Stored data:
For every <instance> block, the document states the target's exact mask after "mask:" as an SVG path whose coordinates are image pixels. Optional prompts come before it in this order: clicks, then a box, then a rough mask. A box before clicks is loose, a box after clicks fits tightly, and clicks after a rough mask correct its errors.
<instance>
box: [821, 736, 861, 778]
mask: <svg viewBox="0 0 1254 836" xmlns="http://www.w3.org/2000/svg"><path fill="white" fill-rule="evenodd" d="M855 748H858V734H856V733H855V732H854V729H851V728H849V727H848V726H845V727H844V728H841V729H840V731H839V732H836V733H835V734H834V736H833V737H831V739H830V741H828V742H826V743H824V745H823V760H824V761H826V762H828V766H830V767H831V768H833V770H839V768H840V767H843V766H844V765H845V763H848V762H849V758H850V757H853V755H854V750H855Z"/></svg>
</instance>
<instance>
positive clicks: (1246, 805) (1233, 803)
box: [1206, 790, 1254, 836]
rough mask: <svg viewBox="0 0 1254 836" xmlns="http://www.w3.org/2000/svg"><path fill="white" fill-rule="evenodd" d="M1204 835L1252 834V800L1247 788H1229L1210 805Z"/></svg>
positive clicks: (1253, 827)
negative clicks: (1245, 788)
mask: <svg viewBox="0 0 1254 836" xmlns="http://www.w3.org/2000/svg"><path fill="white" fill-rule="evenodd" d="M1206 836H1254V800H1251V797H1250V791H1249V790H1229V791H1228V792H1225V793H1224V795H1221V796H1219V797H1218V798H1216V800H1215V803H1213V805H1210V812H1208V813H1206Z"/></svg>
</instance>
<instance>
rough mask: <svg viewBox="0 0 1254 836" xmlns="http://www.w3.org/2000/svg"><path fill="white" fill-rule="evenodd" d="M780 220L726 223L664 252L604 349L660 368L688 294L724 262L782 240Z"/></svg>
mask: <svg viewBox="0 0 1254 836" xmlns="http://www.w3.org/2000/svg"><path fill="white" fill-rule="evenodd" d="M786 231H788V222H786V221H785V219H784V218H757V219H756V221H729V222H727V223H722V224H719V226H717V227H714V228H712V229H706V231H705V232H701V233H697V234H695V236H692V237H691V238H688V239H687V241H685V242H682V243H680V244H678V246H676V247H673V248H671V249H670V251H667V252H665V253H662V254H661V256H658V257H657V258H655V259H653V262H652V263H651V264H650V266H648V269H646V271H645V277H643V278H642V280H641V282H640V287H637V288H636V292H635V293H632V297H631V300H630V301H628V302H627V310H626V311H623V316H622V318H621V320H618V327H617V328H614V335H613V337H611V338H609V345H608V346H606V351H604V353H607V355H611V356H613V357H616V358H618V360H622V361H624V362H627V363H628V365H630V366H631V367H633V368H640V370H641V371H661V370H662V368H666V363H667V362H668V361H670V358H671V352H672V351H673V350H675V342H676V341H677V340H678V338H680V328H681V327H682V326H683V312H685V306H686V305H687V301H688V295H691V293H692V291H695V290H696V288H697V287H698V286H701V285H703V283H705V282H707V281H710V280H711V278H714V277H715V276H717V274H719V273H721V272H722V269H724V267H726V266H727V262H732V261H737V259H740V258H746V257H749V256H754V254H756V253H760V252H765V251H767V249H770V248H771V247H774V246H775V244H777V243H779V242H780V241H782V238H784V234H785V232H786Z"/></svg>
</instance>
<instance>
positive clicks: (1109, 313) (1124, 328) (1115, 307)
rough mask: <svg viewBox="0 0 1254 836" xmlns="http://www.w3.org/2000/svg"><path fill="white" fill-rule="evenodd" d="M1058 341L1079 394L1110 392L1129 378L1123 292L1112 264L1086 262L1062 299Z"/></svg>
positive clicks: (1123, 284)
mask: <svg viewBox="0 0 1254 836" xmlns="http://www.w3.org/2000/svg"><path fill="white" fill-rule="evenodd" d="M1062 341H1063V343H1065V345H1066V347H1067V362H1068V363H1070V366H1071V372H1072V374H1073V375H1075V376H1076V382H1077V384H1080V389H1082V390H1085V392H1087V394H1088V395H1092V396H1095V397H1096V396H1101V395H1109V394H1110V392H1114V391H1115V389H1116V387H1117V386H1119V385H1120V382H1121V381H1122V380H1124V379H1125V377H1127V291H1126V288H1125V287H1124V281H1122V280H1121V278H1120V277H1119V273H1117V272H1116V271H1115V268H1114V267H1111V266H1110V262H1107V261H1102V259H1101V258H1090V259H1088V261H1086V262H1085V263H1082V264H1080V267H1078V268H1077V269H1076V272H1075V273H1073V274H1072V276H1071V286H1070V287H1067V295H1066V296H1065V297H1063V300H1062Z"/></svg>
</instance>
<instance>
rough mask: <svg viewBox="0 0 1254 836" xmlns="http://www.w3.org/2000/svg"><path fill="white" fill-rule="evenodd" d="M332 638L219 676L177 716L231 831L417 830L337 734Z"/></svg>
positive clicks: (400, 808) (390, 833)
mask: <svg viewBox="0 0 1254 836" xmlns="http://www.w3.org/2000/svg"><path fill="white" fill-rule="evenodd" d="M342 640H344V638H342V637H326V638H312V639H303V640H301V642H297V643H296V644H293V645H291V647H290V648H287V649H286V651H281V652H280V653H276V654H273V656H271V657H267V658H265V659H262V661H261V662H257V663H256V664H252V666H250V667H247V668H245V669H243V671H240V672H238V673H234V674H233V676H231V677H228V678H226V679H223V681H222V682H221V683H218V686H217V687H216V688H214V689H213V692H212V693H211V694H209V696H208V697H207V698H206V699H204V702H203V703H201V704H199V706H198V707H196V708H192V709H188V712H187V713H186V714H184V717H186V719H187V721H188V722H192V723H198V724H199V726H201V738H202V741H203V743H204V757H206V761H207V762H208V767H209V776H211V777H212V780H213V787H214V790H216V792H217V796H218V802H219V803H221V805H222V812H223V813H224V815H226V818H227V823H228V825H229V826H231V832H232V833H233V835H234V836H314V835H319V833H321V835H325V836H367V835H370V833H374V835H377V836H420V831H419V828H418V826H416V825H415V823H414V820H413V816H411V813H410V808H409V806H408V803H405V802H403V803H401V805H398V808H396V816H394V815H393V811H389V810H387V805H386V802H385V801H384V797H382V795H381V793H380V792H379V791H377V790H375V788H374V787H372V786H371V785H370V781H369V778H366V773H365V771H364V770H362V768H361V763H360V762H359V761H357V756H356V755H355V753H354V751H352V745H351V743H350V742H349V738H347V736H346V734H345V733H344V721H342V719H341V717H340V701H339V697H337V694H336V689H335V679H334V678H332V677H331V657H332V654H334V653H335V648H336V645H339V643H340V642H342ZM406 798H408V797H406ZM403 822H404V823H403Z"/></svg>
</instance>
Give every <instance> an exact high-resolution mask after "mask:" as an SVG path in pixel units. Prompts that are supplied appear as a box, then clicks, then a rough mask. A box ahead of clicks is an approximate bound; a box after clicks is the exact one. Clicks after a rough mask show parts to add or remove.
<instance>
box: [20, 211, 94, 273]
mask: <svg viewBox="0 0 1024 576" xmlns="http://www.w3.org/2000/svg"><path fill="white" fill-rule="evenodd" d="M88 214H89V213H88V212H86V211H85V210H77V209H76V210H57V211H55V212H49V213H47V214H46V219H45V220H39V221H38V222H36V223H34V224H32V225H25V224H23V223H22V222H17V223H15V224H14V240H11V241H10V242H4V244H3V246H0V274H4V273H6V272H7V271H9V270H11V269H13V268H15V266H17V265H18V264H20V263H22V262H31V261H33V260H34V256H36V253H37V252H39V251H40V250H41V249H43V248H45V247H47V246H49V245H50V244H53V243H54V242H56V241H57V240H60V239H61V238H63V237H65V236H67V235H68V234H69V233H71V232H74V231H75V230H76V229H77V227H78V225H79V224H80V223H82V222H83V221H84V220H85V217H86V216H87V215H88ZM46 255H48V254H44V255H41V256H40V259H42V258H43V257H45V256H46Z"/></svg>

Task to carry out
Collect each line of the listing that contains the word "then".

Your response
For every <instance> block, the document states the target's exact mask after "mask:" as an SVG path whose coordinates are image pixels. Optional prompts come before it in this order: clicks, then a box, then a rough mask. A box before clicks is loose, a box after clicks fits tightly, and clicks after a rough mask correct its errors.
Give every <instance> an exact high-resolution mask after "mask:" as an SVG path in pixel units. Prompts that are supplied appear as a box, then clicks, then a rough mask. A box ahead of clicks is an approximate bound; a box after clicks is the exact one. Clicks after a rough mask show parts to add or remove.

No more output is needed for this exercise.